WHAT YOU SHOULD DO: Continue the news update about Gov. Christie's remarks on vaccines, picking up after its final sentence.

SUPPLIED PASSAGE:
§
Update (10:35 a.m. EST): Gov. Christie's spokesperson Kevin Roberts emailed the following clarification to reporters:
To be clear: The Governor believes vaccines are an important public health protection and with a disease like measles there is no question kids should be vaccinated. At the same time different states require different degrees of vaccination, which is why he was calling for balance in which ones government should mandate.
Roberts also emailed a full transcript of Christie's remarks, which include the Governor sparring with Times reporter Michael Barbaro over fairly vague semantics.
"Michael, what I said was that there has to be a balance and it depends on what the vaccine is, what the disease type is and all the rest," Christie said in response to Barbaro's questioning. "And so I didn't say I'm leaving people the option. What I'm saying is that you have to have that balance in considering parental concerns..."
§
RECORDED DATA:
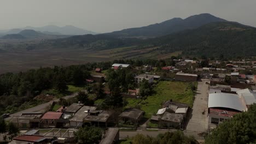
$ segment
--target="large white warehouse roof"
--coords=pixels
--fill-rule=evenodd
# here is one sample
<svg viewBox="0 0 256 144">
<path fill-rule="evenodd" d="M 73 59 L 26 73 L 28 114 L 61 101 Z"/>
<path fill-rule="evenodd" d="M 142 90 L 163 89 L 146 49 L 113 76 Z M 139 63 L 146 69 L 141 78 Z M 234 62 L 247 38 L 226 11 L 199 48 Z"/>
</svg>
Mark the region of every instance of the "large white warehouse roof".
<svg viewBox="0 0 256 144">
<path fill-rule="evenodd" d="M 130 64 L 121 64 L 121 63 L 114 63 L 112 65 L 112 67 L 121 67 L 124 68 L 127 68 L 129 67 Z"/>
<path fill-rule="evenodd" d="M 225 93 L 210 94 L 208 107 L 224 107 L 240 111 L 247 109 L 238 95 Z"/>
</svg>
§
RESULT OF THIS EXERCISE:
Earlier: On Monday, New Jersey Gov. Chris Christie identified himself as one of the first 2016 hopefuls to know dangerously little about public health. In an interview with the New York Times, Christie said that parents "need to have some measure of choice" when it comes to vaccinating their children against measles, although he had opted to vacciante his own children.
"It's more important what you think as a parent than what you think as a public official," he continued. "I also understand that parents need to have some measure of choice in things as well. So that's the balance that the government has to decide."
The New York Times' Michael Barbaro reports:
Mr. Christie said that "not every vaccine is created equal, and not every disease type is as great a public health threat as others."...
Mr. Christie spoke during an impromptu news conference in front of a facility for MedImmune, an American company that makes a nasal flu vaccine, called FluMist. Inside, Mr. Christie donned a lab coat and protective plastic goggles.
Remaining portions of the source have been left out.